3.3.2 Correlations between responses and acoustic properties

We now turn to the question of which cues listeners use when differentiating between the two Sorry Types, returning to the four acoustic values (duration, mean F0, mean intensity, and pitch contour) described in the production study. For the perception analysis, we used normalized F0 values, scaled to z-scores for each speaker, instead of raw values, since we expect listeners to normalize by speaker. Figure 5 shows how often listeners classified each token as an Apology (vs. ExcuseMe), as a function of each acoustic dimension.

Figure 5.

*Given data:*
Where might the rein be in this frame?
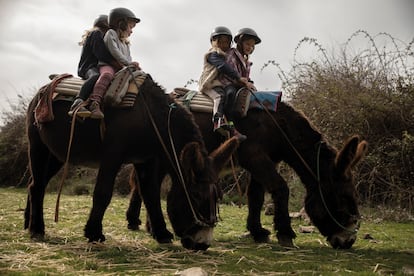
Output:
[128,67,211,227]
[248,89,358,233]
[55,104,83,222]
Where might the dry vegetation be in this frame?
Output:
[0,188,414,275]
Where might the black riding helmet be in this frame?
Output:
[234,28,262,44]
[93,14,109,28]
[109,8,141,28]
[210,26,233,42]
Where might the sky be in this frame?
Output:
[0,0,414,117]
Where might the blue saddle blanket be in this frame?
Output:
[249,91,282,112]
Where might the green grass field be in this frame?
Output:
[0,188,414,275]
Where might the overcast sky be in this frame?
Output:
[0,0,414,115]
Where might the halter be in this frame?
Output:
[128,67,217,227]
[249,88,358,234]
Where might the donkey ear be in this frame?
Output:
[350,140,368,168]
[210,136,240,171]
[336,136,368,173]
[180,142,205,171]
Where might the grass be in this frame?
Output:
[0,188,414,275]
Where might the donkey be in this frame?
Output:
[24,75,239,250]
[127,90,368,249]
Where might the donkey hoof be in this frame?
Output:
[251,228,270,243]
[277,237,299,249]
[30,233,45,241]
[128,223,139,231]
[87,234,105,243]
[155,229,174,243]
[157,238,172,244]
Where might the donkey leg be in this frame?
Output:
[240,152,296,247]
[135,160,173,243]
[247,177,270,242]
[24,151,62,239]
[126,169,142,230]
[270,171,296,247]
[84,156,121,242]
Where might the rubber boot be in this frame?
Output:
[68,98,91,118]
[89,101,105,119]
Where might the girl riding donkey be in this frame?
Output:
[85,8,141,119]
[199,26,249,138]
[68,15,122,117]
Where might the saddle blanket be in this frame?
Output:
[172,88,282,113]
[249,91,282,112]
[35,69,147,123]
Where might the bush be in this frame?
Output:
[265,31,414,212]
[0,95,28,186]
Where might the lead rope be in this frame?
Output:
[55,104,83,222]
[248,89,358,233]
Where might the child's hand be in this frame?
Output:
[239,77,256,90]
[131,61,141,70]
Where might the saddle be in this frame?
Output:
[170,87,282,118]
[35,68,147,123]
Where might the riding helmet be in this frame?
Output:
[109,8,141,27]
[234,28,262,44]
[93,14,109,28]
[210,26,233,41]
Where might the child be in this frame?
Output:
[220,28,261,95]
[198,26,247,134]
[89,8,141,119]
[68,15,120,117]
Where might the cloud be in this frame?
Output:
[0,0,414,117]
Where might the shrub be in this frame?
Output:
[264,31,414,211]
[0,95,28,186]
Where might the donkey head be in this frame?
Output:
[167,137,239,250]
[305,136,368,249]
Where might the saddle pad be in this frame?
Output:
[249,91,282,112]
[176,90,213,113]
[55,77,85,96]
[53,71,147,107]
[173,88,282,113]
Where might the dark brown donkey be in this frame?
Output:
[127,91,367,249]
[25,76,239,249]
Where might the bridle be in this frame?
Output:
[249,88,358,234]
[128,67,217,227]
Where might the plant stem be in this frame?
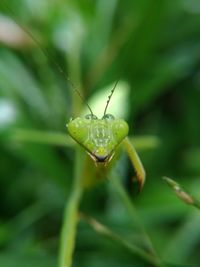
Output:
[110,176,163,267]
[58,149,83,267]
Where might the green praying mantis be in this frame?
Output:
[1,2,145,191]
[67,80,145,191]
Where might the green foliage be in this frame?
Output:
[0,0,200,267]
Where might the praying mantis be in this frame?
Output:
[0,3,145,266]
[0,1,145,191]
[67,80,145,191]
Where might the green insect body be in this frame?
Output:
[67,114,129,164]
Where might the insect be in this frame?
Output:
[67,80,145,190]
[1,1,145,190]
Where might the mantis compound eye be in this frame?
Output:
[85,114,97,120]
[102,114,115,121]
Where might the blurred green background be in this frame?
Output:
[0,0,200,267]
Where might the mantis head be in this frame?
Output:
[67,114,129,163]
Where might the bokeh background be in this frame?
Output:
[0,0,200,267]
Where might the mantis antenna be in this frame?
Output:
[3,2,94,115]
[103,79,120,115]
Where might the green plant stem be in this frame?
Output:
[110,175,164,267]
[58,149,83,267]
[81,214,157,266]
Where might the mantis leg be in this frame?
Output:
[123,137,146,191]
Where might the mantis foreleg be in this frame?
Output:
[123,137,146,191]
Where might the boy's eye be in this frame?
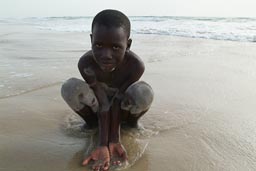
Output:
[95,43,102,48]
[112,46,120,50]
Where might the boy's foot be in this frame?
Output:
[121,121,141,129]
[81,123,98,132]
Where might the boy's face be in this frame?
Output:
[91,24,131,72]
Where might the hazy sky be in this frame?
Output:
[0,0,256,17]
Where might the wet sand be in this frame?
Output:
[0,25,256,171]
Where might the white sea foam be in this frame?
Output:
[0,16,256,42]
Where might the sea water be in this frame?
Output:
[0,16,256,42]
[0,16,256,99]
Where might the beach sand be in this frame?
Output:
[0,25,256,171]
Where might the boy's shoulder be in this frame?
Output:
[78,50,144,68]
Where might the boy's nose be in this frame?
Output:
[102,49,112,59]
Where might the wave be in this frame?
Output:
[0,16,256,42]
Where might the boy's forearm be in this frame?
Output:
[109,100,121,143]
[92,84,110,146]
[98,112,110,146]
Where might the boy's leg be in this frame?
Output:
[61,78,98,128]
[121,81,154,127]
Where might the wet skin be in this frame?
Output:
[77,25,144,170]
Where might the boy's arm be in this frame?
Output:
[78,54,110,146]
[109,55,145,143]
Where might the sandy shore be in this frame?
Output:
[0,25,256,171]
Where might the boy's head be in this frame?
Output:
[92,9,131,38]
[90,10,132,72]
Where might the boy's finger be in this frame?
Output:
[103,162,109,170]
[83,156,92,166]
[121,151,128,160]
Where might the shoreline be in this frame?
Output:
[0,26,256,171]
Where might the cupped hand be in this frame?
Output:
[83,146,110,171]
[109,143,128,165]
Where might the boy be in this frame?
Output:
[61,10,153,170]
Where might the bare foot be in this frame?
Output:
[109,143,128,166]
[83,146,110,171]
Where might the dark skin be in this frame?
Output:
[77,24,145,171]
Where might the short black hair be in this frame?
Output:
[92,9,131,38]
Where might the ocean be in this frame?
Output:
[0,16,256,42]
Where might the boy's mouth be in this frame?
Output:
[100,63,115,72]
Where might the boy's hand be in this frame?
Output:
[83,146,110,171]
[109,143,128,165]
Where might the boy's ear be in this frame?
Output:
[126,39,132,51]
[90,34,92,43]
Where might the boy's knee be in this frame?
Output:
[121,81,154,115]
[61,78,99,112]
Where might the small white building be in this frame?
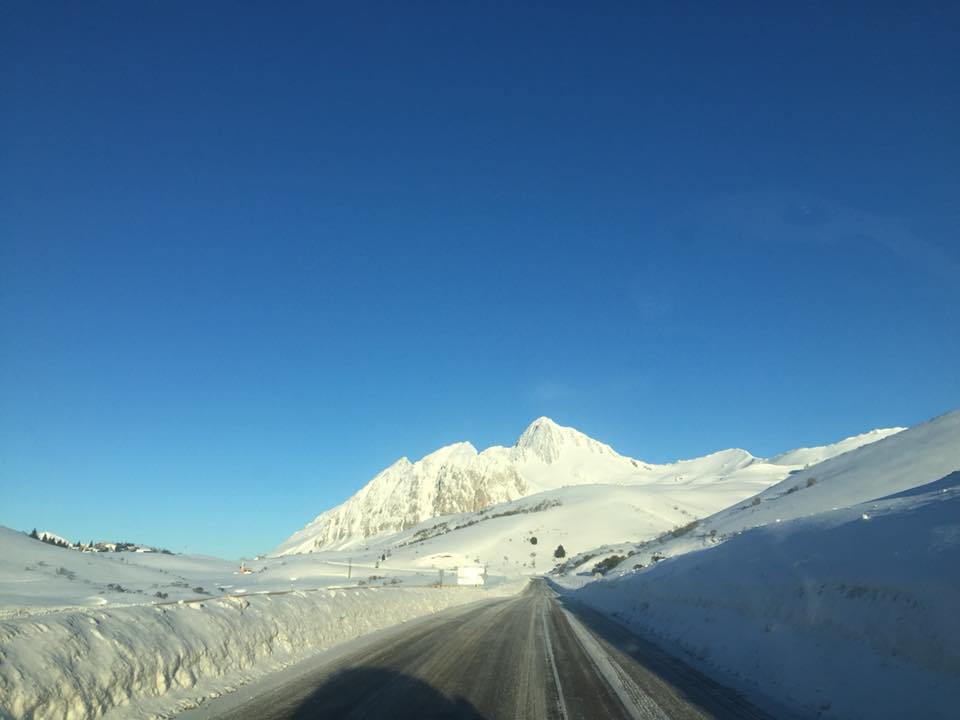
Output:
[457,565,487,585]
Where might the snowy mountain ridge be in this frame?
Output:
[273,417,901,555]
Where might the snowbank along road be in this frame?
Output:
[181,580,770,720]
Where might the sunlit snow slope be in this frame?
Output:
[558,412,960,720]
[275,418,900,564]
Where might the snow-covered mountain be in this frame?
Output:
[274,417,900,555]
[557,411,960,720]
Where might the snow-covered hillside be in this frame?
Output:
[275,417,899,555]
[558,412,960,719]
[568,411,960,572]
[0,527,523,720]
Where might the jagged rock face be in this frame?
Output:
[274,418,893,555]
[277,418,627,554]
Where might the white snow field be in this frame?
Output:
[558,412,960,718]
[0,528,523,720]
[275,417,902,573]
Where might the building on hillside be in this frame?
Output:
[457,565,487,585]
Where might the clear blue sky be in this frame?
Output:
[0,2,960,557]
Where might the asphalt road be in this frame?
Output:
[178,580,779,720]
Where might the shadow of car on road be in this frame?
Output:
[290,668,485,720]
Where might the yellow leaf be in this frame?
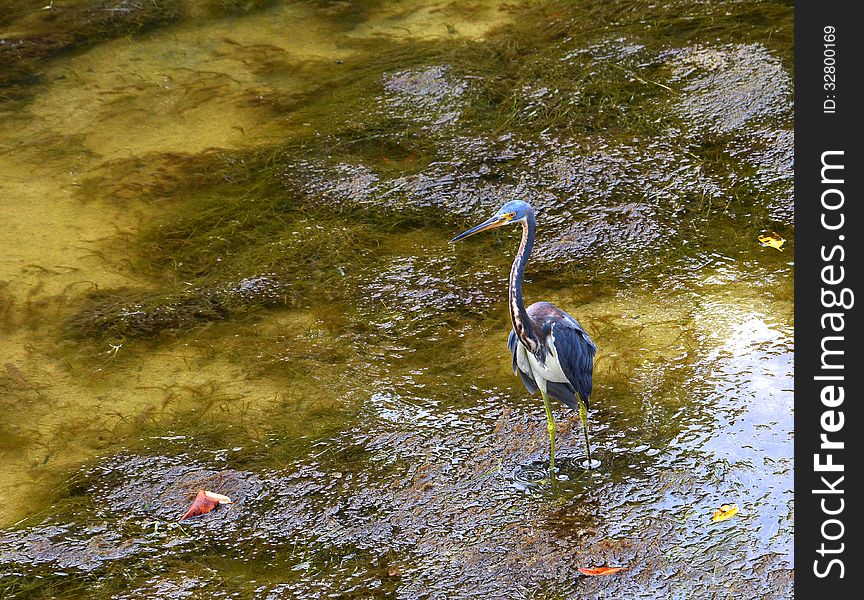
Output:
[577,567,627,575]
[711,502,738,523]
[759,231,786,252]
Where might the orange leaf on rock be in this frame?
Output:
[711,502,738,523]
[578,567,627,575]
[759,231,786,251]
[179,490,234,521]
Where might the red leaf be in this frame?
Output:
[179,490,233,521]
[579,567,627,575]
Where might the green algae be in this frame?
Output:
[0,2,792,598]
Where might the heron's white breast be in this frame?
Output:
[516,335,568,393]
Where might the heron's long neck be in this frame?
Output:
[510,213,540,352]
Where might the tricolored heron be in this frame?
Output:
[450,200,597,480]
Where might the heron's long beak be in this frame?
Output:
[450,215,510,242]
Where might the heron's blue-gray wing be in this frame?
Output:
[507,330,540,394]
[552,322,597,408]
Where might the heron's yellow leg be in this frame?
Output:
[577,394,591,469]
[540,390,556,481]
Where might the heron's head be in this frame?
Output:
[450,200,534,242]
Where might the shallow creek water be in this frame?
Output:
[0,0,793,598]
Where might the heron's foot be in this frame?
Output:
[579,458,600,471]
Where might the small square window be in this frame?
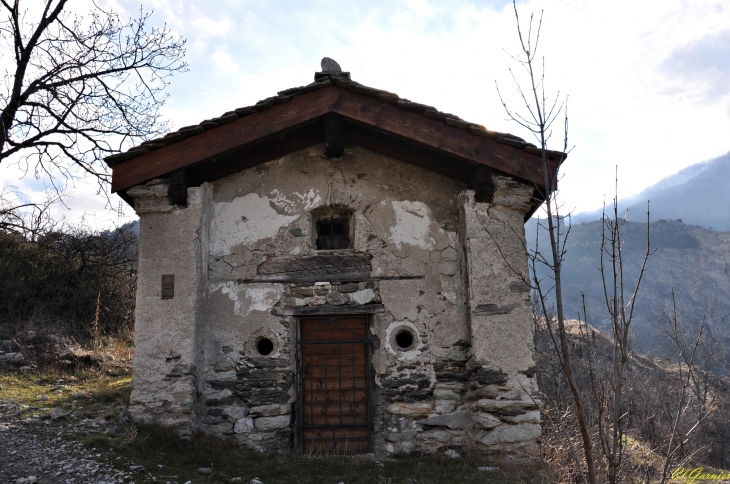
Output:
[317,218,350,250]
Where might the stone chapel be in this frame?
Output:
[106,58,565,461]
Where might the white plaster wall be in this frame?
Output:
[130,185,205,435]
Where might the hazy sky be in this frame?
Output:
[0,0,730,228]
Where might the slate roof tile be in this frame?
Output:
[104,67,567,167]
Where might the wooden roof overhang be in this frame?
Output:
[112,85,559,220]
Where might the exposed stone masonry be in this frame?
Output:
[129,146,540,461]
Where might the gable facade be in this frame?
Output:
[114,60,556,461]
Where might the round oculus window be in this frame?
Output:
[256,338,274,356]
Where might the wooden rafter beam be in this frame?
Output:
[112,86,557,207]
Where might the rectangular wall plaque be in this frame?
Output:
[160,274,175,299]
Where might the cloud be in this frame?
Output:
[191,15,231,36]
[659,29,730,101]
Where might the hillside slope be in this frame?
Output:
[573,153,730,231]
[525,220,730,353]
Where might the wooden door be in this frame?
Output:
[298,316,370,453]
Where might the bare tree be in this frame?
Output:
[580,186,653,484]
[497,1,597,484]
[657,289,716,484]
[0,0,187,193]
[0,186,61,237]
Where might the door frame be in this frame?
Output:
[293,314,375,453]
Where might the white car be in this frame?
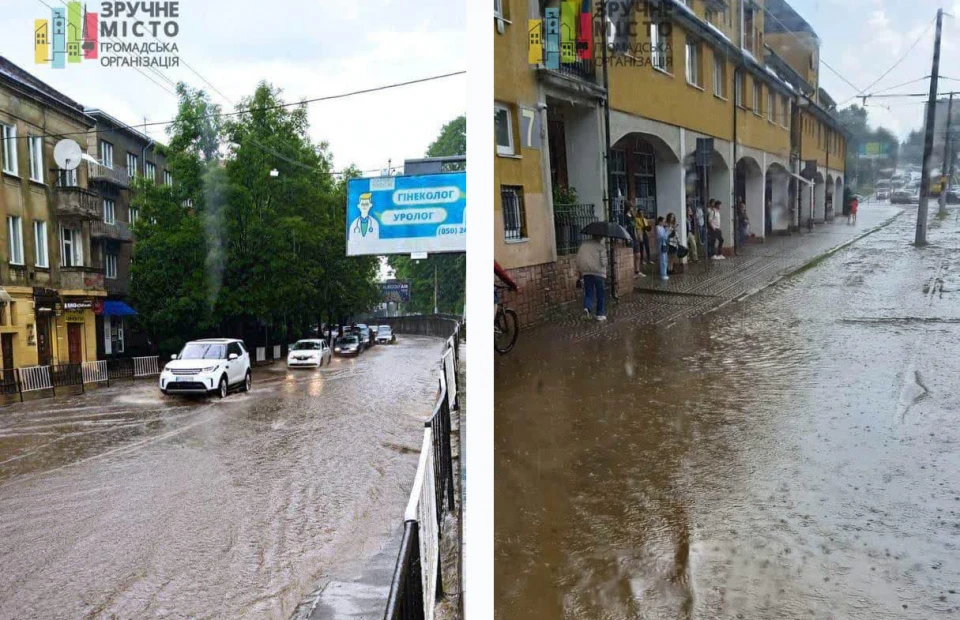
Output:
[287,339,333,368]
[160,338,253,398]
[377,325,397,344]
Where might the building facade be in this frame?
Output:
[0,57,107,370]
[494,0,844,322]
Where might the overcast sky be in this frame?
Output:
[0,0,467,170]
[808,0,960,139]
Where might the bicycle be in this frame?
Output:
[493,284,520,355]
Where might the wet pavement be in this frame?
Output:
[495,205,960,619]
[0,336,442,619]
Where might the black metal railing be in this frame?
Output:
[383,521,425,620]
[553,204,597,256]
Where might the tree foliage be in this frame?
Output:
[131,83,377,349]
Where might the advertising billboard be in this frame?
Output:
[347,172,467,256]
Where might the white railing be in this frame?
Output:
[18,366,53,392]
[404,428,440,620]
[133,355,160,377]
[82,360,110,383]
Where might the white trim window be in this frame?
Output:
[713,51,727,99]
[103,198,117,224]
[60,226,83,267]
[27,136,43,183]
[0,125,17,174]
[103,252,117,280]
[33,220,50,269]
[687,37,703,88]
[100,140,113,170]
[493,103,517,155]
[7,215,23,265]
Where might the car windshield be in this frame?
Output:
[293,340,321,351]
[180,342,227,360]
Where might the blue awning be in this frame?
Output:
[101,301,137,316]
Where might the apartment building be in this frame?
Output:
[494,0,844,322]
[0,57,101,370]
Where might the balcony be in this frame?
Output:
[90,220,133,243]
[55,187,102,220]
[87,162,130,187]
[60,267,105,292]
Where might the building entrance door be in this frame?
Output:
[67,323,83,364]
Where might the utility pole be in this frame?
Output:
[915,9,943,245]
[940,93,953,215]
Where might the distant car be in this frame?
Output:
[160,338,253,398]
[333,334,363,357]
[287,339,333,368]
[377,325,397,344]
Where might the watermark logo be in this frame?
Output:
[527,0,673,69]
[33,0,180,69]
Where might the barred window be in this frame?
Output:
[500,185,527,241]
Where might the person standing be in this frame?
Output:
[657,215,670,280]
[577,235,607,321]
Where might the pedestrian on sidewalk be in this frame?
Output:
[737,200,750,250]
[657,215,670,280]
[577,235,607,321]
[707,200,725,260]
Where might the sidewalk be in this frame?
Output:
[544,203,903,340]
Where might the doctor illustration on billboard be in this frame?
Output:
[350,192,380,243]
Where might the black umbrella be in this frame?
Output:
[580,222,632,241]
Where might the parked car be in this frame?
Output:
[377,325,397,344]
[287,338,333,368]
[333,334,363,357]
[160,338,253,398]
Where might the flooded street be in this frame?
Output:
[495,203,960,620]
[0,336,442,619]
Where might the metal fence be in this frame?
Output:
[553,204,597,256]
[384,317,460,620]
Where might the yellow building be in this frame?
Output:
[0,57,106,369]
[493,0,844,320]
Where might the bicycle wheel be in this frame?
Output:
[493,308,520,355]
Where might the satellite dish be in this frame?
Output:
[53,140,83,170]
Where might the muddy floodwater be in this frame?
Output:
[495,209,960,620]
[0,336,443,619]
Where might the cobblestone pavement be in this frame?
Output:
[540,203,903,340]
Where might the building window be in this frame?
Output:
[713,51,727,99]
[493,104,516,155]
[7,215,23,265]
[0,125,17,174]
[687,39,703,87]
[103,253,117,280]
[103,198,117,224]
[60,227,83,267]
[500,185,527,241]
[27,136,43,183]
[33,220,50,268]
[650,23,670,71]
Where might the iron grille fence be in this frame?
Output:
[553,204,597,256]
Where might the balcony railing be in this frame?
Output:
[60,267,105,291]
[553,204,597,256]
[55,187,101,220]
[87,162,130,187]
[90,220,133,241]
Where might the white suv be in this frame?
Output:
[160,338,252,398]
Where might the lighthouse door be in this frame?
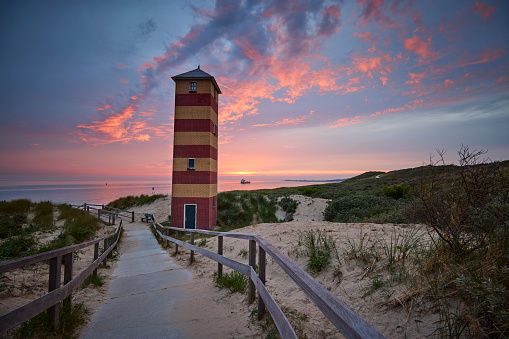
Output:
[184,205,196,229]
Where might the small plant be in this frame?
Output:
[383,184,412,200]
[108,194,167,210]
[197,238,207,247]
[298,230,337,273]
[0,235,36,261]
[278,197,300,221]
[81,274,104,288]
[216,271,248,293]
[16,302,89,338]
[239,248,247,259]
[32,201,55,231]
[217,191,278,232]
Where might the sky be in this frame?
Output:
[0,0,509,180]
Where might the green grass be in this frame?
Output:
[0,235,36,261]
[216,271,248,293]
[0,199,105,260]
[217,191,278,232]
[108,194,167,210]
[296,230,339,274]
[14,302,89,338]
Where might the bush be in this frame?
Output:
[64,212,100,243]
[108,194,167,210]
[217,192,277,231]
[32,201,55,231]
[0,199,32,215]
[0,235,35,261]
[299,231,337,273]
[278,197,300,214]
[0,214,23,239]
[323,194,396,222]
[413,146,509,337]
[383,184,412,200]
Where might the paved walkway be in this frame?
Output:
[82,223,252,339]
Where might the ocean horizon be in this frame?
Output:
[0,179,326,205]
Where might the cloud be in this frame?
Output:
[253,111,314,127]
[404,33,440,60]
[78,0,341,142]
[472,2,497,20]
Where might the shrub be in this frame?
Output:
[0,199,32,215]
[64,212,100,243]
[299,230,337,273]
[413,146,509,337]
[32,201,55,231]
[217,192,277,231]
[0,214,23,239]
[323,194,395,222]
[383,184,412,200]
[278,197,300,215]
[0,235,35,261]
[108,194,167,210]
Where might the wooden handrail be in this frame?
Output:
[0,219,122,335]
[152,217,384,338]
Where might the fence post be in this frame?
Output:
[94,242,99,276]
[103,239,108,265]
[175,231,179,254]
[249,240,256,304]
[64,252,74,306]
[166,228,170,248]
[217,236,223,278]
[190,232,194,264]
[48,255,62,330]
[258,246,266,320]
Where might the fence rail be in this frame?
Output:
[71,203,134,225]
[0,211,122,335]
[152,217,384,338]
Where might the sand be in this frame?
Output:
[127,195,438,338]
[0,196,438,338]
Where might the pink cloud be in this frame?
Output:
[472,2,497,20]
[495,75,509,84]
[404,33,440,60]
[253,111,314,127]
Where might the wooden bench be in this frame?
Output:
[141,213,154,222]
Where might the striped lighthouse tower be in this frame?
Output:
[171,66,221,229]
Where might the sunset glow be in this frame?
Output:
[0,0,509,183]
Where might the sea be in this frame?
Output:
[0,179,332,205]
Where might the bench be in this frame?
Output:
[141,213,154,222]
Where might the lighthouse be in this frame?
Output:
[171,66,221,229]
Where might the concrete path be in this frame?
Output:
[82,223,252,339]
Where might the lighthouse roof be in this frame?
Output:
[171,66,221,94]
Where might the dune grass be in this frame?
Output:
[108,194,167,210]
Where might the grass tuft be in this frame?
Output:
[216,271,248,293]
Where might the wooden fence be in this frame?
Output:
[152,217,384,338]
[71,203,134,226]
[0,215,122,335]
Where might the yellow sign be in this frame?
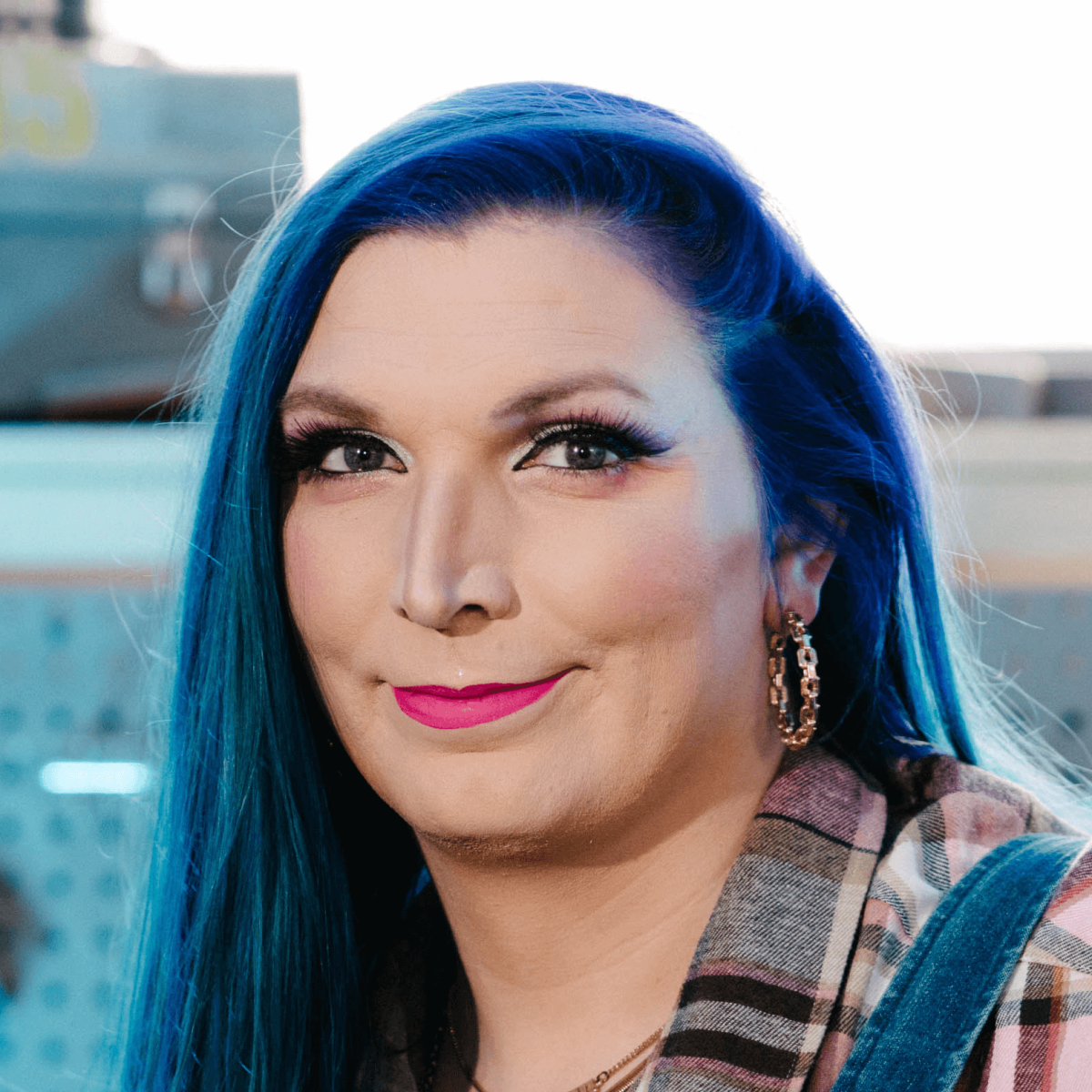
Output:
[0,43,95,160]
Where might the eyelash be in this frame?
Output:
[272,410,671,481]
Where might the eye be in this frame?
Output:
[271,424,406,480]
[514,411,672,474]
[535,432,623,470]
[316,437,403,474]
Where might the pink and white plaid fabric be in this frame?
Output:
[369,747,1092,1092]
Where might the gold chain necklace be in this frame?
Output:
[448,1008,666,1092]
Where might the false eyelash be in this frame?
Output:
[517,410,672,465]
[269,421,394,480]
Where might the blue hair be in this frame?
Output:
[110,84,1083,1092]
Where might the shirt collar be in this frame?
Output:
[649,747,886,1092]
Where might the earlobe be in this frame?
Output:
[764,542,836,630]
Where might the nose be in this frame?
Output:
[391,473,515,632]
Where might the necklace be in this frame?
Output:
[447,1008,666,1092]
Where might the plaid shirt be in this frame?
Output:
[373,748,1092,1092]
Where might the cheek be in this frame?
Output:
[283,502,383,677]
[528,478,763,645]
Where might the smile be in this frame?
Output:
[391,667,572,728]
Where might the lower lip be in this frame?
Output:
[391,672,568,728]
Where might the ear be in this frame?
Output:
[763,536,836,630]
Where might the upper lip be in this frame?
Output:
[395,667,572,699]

*Things to do:*
(a) In the passage on acoustic cues, rewrite everything from "We now turn" down to "each acoustic dimension.", substituting "participants" for "listeners".
(b) Pick out every line of the entries that contains the string "roof", treating uppercase and lowercase as different.

*Task responses:*
(a)
We now turn to the question of which cues participants use when differentiating between the two Sorry Types, returning to the four acoustic values (duration, mean F0, mean intensity, and pitch contour) described in the production study. For the perception analysis, we used normalized F0 values, scaled to z-scores for each speaker, instead of raw values, since we expect participants to normalize by speaker. Figure 5 shows how often participants classified each token as an Apology (vs. ExcuseMe), as a function of each acoustic dimension.

(b)
Where might the slate roof tile be in this frame?
Where might the wooden roof overhang be in this frame?
Where might the lighthouse roof be in this frame?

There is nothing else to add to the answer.